● TEXTO DE ORIGEM:
####

O câncer é, de longe, o tópico biológico ou biomédico mais pesquisado, e por um bom motivo. Nos países desenvolvidos, o câncer afetará 1 em cada 2 ou 3 pessoas em algum momento de suas vidas. No entanto, uma nova análise da biblioteca PubMed da literatura de pesquisa biomédica descobriu que a busca por conexões entre genes e câncer criou uma superabundância de associações relatadas, tornando novas pesquisas ainda mais difíceis.

Nesse ponto, quase todos os genes humanos têm uma conexão com o câncer de uma forma ou de outra. De acordo com o artigo, que aparece na Trends In GeneticsTrusted Source, a biblioteca PubMed possui pelo menos um artigo sobre 17.371 genes humanos. Destes, 87,7% mencionam o câncer em pelo menos uma publicação. Dos 4.186 genes que são objetos de 100 ou mais artigos do PubMed, apenas três genes não têm associações com câncer.

Segundo o autor do novo artigo, João Pedro de Magalhães, da Universidade de Liverpool no Reino Unido, 24,4% de todas as publicações associadas a genes no PubMed mencionam câncer.
Magalhães suspeita que essa riqueza de associações tenha a ver com o quão relativamente fácil é realizar pesquisas sobre o câncer de uma perspectiva genética.

Em comparação com outras doenças comuns, como doenças cardíacas ou neurodegenerativas, o câncer também parece mais fácil de estudar, dada a grande disponibilidade de materiais, como linhagens celulares. Em outras palavras, os métodos experimentais necessários para estudar o câncer parecem ter limitações técnicas menores em comparação com muitos outros cenários de doença.

As muitas conexões citadas nas pesquisas implicam que quase todos os genes estejam envolvidos no câncer, o que é improvável. As associações não são necessariamente evidências de relações causais reais, portanto, grande parte desta pesquisa pode resultar em ruído estatístico inútil que torna a análise produtiva mais difícil.

A análise cita várias maneiras pelas quais o excesso de associações relatadas inibe pesquisas que valem a pena:
Isso prejudica a integridade das concessões de bolsas, uma vez que “o estudo de quase qualquer gene humano pode ser justificado (por exemplo, em solicitações de bolsas) com base na literatura existente por sua relevância potencial para o câncer”, diz o estudo. 

Os estudos do genoma e as análises de alto rendimento têm maior probabilidade de capturar uma gama inútil de associações gene/câncer, com tantas existentes na literatura. O artigo encontra uma chance superior a 99% de três ou mais genes encontrarem seu caminho para um resultado.

Vieses nas publicações de pesquisas sobre câncer podem afetar a integridade das análises de rede, como as interações proteína-proteína, que são influenciadas pelo número de estudos de cada proteína. 

Magalhães ressalta em seu artigo que os pesquisadores devem estar cientes do viés de buscar associações de genes para o câncer, considerando-o em suas discussões com outros pesquisadores e na avaliação de seu trabalho: “Em genética e genômica, literalmente tudo está associado ao câncer. Se um gene ainda não foi associado ao câncer, provavelmente significa que não foi estudado o suficiente e provavelmente será associado ao câncer no futuro ”, conclui ele.

####

● DADOS FORNECIDOS:
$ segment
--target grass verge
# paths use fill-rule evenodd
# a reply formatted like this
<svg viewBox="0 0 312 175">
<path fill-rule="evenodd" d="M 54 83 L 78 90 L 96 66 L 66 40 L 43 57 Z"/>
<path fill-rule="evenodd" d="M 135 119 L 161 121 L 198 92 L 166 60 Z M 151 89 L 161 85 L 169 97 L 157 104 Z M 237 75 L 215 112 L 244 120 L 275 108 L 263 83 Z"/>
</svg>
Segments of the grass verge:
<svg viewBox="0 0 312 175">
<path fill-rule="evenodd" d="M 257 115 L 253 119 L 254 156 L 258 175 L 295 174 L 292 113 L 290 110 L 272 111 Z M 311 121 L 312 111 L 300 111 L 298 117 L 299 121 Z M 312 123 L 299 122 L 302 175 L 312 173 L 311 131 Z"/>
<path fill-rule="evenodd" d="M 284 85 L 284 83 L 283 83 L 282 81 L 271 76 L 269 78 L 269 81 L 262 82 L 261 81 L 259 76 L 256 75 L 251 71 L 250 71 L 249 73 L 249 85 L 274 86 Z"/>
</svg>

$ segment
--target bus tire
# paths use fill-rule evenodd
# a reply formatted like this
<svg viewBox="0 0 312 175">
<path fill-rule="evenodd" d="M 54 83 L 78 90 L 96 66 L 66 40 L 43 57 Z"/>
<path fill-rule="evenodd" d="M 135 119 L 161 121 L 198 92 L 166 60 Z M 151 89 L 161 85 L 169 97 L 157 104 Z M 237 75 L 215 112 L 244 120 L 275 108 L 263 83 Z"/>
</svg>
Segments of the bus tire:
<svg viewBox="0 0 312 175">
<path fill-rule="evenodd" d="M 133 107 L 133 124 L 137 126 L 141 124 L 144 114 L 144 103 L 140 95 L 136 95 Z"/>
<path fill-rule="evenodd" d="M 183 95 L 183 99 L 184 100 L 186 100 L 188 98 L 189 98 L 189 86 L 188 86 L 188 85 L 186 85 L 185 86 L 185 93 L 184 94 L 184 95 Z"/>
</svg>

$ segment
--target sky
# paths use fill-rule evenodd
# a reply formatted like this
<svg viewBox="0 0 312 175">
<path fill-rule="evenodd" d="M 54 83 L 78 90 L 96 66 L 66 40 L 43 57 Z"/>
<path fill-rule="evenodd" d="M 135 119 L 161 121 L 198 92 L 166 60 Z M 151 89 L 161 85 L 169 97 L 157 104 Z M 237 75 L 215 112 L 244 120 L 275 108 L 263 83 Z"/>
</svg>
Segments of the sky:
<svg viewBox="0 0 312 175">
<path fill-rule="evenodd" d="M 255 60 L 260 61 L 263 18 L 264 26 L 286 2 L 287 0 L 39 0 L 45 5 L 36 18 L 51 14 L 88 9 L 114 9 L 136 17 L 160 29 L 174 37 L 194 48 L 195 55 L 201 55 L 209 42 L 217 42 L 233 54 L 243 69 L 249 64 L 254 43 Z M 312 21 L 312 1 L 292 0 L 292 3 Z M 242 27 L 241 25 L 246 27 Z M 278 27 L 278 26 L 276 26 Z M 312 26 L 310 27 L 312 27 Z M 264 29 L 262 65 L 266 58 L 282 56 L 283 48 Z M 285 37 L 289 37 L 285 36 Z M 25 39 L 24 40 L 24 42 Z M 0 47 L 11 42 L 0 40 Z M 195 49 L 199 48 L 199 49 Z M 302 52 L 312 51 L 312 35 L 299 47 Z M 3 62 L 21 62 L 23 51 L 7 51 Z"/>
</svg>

####

● ORDEM DE TRABALHO A: Copie do texto de origem o trecho que vai de "A análise cita" até "para um resultado.".
● ORDEM DE TRABALHO B: Resuma o texto de origem em duas frases.
As linhas vêm de outra fonte, sem relação com o texto de origem.

● RESULTADO DA TAREFA A:
A análise cita várias maneiras pelas quais o excesso de associações relatadas inibe pesquisas que valem a pena:
Isso prejudica a integridade das concessões de bolsas, uma vez que “o estudo de quase qualquer gene humano pode ser justificado (por exemplo, em solicitações de bolsas) com base na literatura existente por sua relevância potencial para o câncer”, diz o estudo. 

Os estudos do genoma e as análises de alto rendimento têm maior probabilidade de capturar uma gama inútil de associações gene/câncer, com tantas existentes na literatura. O artigo encontra uma chance superior a 99% de três ou mais genes encontrarem seu caminho para um resultado.

● RESULTADO DA TAREFA B: Uma análise da biblioteca PubMed constatou que quase todos os genes humanos têm alguma associação relatada com o câncer: dos 17.371 genes com pelo menos um artigo, 87,7% são mencionados junto ao câncer em pelo menos uma publicação. Esse excesso de associações, que não são necessariamente causais, pode gerar ruído estatístico que dificulta pesquisas produtivas, e João Pedro de Magalhães, da Universidade de Liverpool, ressalta que os pesquisadores devem estar cientes desse viés.